DOCUMENTO:
= = =
Roseli Pereira Dias, participante da coordenação colegiada da Cáritas no RS, apontou que é preciso reconhecer e agradecer o trabalho dos organizadores, que em cada detalhe conseguiram imprimir a mística do que são as CEBs. “Em relação ao tema – migrações – que foi o fio condutor deste encontro, as assessorias nos levaram à uma reflexão muito profunda, tanto a partir da mensagem cristã quanto aos dados da realidade, tanto conjuntural, quanto estrutural”, acrescentou.
Para a agente pastoral, é possível afirmar que “os participantes mergulharam na reflexão, pois nos compromissos apresentados ao final deste encontro, surgiram muitas propostas concretas para alargar a tenda, acolher os migrantes nas comunidades e incidir nas políticas públicas referentes”. Ainda destacou a importância do protagonismo da juventude, que animou o Encontro, esteve presente com protagonismo nas instâncias de organização e participou ativamente de todo este processo.
Já para a jovem Glenda Sábio Garcia, religiosa que integra a congregação das Irmãs Franciscanas da Penitência e Caridade Cristã, o encontro foi uma daquelas experiências fortes "em que saio com a energia renovada para as lutas cotidianas, fortalecida no sentido da caminhada no seguimento de Jesus, crucificado pelas causas do Reino e Ressuscitado nas lutas do povo de hoje”.
Explicou ainda que, fazendo parte da organização, pode “fazer a experiência da Ruah que ilumina desde o sonho do evento, da preparação em mutirão e da realização deste encontro que reuniu tantas irmãs e irmãos, revelando a beleza da diversidade que compõe nossas comunidades de base, o rosto e o nosso jeito de ser igreja”. Destacou ainda o protagonismo das juventudes – destacando a PJ e PJE pelo seu envolvimento em diferentes espaços – e o protagonismo das mulheres, do movimento negro e da comunidade indígena “que na maioria das vezes precisam arrancar as estacas das tendas, da sociedade e da igreja, para que sejam alargadas e, assim, testemunhem a sinodalidade”.
= = =
[Registros]
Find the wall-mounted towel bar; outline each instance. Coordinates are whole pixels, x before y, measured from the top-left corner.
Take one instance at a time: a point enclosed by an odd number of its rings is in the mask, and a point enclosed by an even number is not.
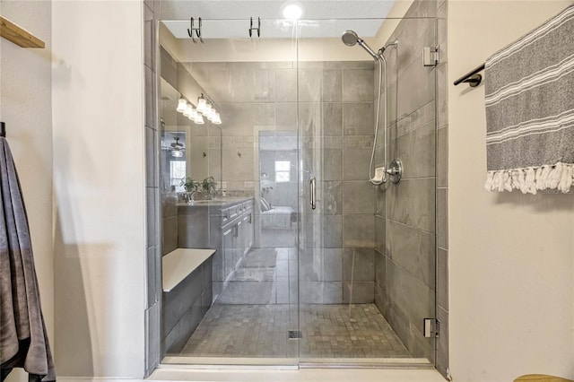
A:
[[[483,76],[478,74],[484,70],[484,64],[478,66],[476,69],[468,72],[466,74],[455,81],[455,86],[461,82],[467,82],[472,88],[478,86],[483,81]]]

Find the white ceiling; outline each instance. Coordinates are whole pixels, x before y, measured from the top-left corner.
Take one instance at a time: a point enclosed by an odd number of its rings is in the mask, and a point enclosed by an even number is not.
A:
[[[204,39],[247,39],[250,17],[256,24],[257,17],[262,19],[261,37],[266,39],[333,38],[348,29],[361,37],[373,37],[395,0],[297,1],[303,8],[298,22],[283,19],[283,7],[291,3],[293,1],[170,1],[163,3],[162,15],[165,25],[178,39],[189,39],[190,17],[196,19],[196,25],[197,18],[202,18]]]

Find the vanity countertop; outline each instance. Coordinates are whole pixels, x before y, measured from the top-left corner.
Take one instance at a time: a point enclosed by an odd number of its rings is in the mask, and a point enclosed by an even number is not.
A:
[[[178,203],[178,207],[224,207],[253,199],[253,196],[216,197],[212,200],[195,200],[192,204]]]

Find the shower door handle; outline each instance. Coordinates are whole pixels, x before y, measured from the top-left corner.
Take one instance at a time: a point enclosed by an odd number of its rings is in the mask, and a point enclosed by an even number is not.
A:
[[[317,207],[317,191],[316,191],[316,183],[317,183],[317,179],[315,178],[315,177],[311,178],[311,180],[309,181],[309,203],[311,204],[311,209],[315,209]]]

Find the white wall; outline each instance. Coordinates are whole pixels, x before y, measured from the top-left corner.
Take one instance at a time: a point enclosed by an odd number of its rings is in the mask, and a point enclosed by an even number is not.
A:
[[[24,195],[42,312],[54,348],[50,9],[49,2],[0,2],[4,17],[46,43],[45,49],[30,49],[0,39],[0,116],[7,124],[6,138]],[[28,377],[15,369],[8,380]]]
[[[142,7],[137,0],[53,3],[60,377],[144,374]]]
[[[491,194],[484,86],[453,86],[572,1],[449,1],[450,369],[574,378],[574,195]]]

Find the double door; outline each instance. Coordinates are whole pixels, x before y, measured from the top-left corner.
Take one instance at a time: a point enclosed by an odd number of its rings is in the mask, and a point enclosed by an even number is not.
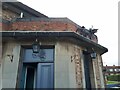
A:
[[[44,53],[44,58],[39,59],[40,55],[33,56],[31,49],[24,51],[20,88],[54,88],[54,52],[44,49]]]

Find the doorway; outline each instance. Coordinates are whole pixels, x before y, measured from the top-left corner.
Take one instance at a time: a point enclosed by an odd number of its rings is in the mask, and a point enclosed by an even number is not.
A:
[[[54,88],[54,48],[42,46],[39,53],[24,48],[20,88]]]
[[[93,63],[89,52],[83,51],[83,56],[86,89],[91,90],[91,88],[95,88]]]

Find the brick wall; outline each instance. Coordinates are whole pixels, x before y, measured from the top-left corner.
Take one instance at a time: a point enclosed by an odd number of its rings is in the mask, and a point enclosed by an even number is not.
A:
[[[14,13],[8,9],[3,9],[2,10],[2,19],[5,19],[5,20],[12,20],[14,18],[17,18],[19,17],[20,15],[18,15],[17,13]]]
[[[76,31],[77,27],[72,23],[60,21],[26,21],[0,24],[3,31]]]

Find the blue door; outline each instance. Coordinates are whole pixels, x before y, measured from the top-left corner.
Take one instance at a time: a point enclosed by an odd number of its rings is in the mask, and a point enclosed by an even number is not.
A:
[[[53,88],[53,63],[38,63],[37,88]]]
[[[91,80],[90,80],[90,55],[88,52],[84,51],[84,72],[85,72],[85,83],[86,90],[91,90]]]
[[[54,88],[54,48],[41,47],[39,53],[25,48],[20,73],[20,88]]]

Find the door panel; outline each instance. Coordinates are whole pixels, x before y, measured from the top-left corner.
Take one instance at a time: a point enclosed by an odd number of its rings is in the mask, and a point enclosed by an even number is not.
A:
[[[38,63],[37,88],[53,88],[53,63]]]

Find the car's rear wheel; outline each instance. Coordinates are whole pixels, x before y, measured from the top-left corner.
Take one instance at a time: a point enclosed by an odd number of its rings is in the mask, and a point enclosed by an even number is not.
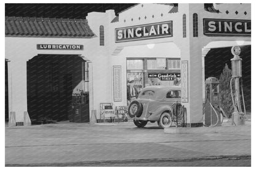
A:
[[[143,111],[142,104],[137,101],[134,101],[129,106],[128,115],[130,118],[139,117],[142,115]]]
[[[134,120],[134,125],[138,128],[143,128],[146,126],[148,122],[146,120]]]
[[[158,123],[160,128],[164,129],[170,127],[172,122],[172,121],[170,114],[168,112],[164,112],[161,115]]]

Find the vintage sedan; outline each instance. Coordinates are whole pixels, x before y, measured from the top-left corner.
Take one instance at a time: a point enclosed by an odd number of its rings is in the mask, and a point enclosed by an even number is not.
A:
[[[130,104],[128,114],[138,127],[144,127],[148,122],[158,122],[161,128],[169,128],[172,125],[171,106],[180,102],[180,87],[147,87]]]

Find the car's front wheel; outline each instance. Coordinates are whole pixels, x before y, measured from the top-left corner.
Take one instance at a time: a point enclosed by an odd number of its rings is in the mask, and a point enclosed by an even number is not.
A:
[[[158,126],[161,129],[170,127],[172,125],[172,117],[168,112],[164,112],[160,117],[159,120],[158,122]]]
[[[142,104],[137,101],[134,101],[129,106],[128,115],[130,118],[135,117],[139,117],[143,112]]]
[[[148,123],[147,121],[141,120],[134,120],[134,125],[138,128],[143,128]]]

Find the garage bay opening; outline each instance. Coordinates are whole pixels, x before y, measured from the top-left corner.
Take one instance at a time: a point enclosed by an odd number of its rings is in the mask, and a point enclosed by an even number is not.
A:
[[[87,64],[77,55],[38,55],[27,61],[32,123],[89,122]]]

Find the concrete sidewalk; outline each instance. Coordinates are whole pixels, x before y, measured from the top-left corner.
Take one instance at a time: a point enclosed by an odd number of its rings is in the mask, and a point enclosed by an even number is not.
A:
[[[166,134],[156,123],[144,128],[132,122],[6,128],[6,165],[250,158],[250,128],[249,122],[238,131],[202,134]]]

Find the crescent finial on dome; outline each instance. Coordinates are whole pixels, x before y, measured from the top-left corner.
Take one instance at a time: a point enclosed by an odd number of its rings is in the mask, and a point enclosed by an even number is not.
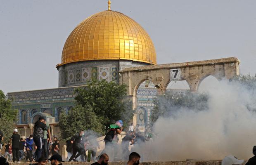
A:
[[[110,2],[110,0],[109,0],[109,2],[108,2],[107,3],[109,4],[109,9],[108,10],[111,10],[110,9],[110,4],[111,4],[111,2]]]

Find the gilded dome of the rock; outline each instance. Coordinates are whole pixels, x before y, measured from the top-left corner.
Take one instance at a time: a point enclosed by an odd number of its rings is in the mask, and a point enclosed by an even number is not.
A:
[[[75,28],[65,43],[59,65],[109,59],[156,64],[154,47],[146,31],[123,14],[107,10],[91,16]]]

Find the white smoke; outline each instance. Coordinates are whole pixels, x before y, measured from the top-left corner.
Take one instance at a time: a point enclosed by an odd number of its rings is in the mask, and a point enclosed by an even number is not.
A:
[[[153,127],[156,135],[135,151],[143,161],[222,160],[234,155],[248,159],[256,144],[255,95],[227,80],[208,90],[209,109],[181,109],[175,118],[159,118]]]

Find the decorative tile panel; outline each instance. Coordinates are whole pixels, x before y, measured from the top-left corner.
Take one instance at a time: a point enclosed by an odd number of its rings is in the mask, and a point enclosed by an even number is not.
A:
[[[73,83],[75,82],[75,71],[69,71],[68,74],[68,83]]]
[[[66,84],[68,83],[68,72],[65,72],[64,75],[64,84]]]
[[[98,68],[92,67],[91,74],[91,78],[92,80],[98,80]]]
[[[109,80],[109,68],[100,67],[100,75],[99,79],[100,80]]]
[[[90,68],[83,68],[82,69],[82,81],[90,80]]]
[[[77,69],[76,70],[76,82],[81,81],[81,70]]]
[[[117,67],[111,68],[111,79],[112,81],[117,81],[118,74]]]

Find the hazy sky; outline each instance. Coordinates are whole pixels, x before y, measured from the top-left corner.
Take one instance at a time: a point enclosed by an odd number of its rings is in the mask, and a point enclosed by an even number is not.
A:
[[[235,56],[256,73],[256,1],[111,0],[147,32],[158,64]],[[0,0],[0,89],[58,87],[55,66],[75,27],[107,0]]]

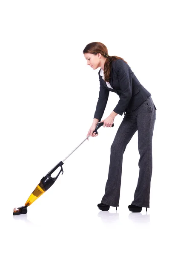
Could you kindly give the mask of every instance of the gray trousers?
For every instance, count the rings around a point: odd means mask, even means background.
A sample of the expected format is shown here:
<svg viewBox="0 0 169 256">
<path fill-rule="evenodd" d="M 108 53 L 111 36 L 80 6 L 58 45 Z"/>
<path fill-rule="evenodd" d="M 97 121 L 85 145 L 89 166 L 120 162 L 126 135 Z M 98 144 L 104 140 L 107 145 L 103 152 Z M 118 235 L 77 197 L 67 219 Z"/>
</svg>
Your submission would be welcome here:
<svg viewBox="0 0 169 256">
<path fill-rule="evenodd" d="M 101 203 L 111 206 L 119 206 L 123 156 L 127 145 L 137 130 L 140 170 L 132 204 L 149 207 L 152 138 L 156 118 L 156 109 L 151 96 L 135 110 L 124 112 L 124 118 L 111 147 L 108 177 Z"/>
</svg>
= = =
TAREFAS:
• a. Traduza para o inglês a seguinte frase do texto sobre o encontro das CEBs: "Ainda destacou a importância do protagonismo da juventude, que animou o Encontro, esteve presente com protagonismo nas instâncias de organização e participou ativamente de todo este processo."
• b. Mostre todas as linhas dos registros em que aparece a palavra "white".
O texto e os registros não guardam relação entre si.

RESULTADOS DAS TAREFAS:
• a. She also highlighted the importance of the leading role of young people, who energized the Gathering, had a leading presence in the organizing bodies, and took an active part in this entire process.

• b.
Find the white ceiling; outline each instance. Coordinates are whole pixels, x before y, measured from the top-left corner.
Find the white wall; outline each instance. Coordinates are whole pixels, x before y, measured from the top-left corner.
Find the white smoke; outline each instance. Coordinates are whole pixels, x before y, measured from the top-left corner.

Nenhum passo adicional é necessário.